##### DATA FOR THIS TASK #####

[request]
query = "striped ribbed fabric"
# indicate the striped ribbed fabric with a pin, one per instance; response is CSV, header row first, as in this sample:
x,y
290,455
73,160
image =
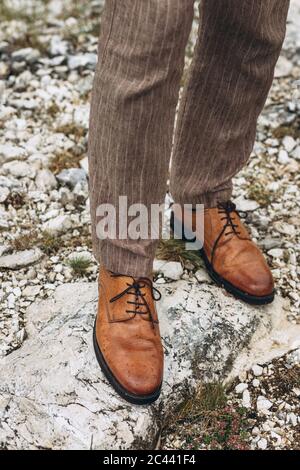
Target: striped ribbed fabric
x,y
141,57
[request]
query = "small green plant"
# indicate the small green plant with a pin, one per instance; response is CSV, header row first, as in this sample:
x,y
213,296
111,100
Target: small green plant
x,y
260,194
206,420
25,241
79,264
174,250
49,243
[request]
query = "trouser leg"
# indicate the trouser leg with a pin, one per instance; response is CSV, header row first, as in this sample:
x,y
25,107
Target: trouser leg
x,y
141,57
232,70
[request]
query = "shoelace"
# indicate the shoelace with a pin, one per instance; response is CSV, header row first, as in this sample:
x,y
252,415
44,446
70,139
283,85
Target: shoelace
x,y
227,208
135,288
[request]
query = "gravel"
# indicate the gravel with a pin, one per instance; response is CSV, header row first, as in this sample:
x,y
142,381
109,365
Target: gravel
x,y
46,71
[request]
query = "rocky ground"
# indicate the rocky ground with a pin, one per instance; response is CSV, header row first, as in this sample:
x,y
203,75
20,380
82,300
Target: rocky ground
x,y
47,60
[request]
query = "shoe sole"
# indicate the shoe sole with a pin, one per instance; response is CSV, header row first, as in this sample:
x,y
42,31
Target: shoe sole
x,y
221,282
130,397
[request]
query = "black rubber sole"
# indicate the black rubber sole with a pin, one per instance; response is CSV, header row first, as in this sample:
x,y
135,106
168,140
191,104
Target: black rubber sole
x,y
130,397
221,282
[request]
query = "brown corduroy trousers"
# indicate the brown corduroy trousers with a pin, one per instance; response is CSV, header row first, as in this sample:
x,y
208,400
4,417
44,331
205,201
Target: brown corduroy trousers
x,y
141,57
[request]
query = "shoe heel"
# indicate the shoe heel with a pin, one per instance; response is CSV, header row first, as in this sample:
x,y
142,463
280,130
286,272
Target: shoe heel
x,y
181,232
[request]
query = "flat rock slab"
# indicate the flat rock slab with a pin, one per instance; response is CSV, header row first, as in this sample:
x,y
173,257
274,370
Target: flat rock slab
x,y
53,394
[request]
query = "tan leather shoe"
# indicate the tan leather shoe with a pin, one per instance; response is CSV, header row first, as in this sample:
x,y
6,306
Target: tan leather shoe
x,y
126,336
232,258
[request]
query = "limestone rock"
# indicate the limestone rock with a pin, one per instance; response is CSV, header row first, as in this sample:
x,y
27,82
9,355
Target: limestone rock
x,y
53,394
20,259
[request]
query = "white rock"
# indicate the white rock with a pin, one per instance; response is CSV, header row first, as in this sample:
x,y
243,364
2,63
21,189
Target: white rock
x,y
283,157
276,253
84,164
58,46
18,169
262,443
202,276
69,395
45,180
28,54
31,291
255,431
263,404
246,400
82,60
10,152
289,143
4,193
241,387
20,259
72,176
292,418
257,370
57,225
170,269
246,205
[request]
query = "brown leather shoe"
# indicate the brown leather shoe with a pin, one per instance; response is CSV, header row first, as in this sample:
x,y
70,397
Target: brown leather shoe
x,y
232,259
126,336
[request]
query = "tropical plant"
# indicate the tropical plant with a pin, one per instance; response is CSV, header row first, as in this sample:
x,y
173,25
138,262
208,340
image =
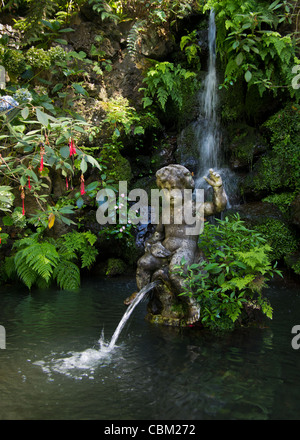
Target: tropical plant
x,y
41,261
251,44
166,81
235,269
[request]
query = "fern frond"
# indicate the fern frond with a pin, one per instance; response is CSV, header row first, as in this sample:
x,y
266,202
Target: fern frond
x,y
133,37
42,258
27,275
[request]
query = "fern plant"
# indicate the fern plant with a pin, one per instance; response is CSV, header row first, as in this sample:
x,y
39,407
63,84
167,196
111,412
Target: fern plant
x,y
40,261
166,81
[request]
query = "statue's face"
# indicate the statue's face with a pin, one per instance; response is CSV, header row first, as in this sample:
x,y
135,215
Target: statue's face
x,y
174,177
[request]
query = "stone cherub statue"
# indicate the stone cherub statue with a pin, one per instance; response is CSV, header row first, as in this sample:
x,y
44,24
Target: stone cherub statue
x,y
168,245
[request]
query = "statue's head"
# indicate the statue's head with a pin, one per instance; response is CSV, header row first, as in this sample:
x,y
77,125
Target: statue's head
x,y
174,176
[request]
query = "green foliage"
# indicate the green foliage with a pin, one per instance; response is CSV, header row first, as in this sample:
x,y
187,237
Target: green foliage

#####
##### DATA FOR THIS TASK #####

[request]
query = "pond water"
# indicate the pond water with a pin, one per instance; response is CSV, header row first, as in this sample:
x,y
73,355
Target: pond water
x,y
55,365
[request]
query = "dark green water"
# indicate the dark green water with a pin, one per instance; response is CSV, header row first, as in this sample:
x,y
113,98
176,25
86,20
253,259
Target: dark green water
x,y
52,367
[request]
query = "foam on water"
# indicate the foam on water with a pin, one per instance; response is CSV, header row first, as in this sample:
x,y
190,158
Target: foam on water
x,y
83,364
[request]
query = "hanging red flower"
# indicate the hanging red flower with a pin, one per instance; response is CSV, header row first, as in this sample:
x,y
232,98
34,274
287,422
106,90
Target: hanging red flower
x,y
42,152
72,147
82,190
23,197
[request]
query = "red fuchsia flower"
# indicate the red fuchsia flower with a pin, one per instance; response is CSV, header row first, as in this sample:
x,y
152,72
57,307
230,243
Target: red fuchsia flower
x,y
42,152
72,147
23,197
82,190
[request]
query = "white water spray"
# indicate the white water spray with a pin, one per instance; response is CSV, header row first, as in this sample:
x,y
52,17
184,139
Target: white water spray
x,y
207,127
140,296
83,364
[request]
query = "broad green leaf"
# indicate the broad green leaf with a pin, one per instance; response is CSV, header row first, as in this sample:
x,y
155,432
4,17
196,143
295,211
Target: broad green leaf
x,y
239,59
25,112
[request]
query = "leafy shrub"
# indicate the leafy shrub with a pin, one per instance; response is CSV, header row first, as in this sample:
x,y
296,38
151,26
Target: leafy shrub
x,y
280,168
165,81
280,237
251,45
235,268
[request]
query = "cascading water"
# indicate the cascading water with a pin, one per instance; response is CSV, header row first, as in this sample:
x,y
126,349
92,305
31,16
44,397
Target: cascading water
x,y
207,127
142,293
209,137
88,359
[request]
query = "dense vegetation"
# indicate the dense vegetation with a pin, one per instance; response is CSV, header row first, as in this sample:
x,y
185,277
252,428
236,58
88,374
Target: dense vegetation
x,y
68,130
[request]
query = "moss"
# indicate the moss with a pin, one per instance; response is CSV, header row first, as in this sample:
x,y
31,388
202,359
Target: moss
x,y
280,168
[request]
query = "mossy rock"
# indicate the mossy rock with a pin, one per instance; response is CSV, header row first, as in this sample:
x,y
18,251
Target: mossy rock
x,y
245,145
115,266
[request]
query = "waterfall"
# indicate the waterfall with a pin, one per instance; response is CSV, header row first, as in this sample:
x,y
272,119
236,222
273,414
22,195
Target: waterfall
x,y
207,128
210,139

#####

_WHAT TO WORK ON_. Count the lines in the items above that contain the string "rocky", matching case exactly, and give only the resulting number.

_RESPONSE_. 3